**** TEXTE DE LA PAGE

La place des femmes dans l’Église, la guerre, le cannabis… Autant de sujets sensibles auxquels ose se confronter, face caméra sur le réseau social YouTube, le Fr. Jack Mardesic, frère conventuel à Bruxelles. C’est le concept “Priest react” (en français “Réaction de prêtre”), un projet porté par la websérie Les Médiateurs et son créateur, Benjamin Robichon.

Comment est née cette collaboration avec Les Médiateurs ?

********
**** DONNÉES FOURNIES

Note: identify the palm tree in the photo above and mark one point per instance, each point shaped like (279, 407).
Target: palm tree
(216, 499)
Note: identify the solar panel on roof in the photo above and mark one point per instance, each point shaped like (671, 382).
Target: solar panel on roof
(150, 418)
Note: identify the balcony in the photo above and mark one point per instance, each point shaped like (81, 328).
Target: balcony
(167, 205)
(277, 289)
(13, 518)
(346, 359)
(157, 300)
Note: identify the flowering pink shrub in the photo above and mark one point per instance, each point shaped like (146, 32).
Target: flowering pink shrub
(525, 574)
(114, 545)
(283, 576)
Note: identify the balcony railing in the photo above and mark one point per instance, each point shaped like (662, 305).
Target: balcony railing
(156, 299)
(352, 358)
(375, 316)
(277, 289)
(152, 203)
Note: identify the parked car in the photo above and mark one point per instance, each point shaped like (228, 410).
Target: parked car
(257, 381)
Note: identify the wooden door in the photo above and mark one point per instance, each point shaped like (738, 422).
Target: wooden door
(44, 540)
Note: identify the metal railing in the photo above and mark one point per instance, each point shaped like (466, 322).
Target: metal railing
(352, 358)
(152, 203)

********

■ TÂCHES À RÉALISER:
(a) Selon le texte de la page, dans quelle ville le Fr. Jack Mardesic est-il frère conventuel ?
(b) Pour chaque affirmation, dites si elle concorde avec le texte de la page et citez les mots qui le montrent : (i) le concept « Priest react » est porté par la websérie Les Médiateurs ; (ii) le Fr. Jack Mardesic aborde ces sujets sur Instagram ; (iii) Benjamin Robichon est le créateur des Médiateurs.
La liste ne joue aucun rôle ici.

■ RÉPONSES AUX TÂCHES:
(a) À Bruxelles.

(b)
(i) Oui : « un projet porté par la websérie Les Médiateurs ».
(ii) Non : « face caméra sur le réseau social YouTube ».
(iii) Oui : « son créateur, Benjamin Robichon ».